*** Data under study ***

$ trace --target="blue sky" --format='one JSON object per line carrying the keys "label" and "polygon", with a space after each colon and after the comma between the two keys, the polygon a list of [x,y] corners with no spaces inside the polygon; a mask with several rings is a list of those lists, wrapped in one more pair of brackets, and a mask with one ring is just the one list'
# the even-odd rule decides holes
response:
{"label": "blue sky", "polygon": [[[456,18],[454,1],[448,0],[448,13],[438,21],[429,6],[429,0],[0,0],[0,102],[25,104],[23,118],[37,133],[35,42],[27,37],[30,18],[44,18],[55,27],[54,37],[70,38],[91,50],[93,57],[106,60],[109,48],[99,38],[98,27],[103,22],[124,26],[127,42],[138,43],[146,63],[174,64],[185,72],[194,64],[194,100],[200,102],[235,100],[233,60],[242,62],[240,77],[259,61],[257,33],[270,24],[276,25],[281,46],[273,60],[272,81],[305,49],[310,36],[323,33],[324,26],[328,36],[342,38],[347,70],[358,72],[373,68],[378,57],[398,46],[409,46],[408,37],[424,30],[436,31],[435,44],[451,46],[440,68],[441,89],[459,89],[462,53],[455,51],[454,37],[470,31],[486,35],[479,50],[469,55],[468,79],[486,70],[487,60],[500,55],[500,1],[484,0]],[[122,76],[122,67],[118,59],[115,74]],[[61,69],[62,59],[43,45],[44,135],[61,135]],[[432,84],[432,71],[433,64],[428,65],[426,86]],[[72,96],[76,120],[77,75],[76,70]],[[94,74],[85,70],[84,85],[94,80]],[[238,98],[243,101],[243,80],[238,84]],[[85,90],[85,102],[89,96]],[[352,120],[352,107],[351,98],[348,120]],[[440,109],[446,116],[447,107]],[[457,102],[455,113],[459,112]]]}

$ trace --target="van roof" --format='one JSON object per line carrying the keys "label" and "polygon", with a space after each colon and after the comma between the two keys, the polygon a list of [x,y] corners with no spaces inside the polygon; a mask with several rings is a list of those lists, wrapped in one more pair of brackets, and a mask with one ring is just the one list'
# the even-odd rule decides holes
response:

*** End of Data under study ***
*** Data under study ***

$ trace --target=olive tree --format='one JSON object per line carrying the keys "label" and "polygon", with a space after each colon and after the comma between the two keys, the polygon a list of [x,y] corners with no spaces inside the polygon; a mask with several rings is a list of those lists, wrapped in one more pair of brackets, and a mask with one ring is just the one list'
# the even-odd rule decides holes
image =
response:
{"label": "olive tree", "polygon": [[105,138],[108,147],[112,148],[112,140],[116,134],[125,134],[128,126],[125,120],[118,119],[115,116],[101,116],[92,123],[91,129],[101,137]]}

*** End of Data under study ***

What you will do. Determine how many lines of the records contain the word "after". Reply with the number by itself.

Response area. 3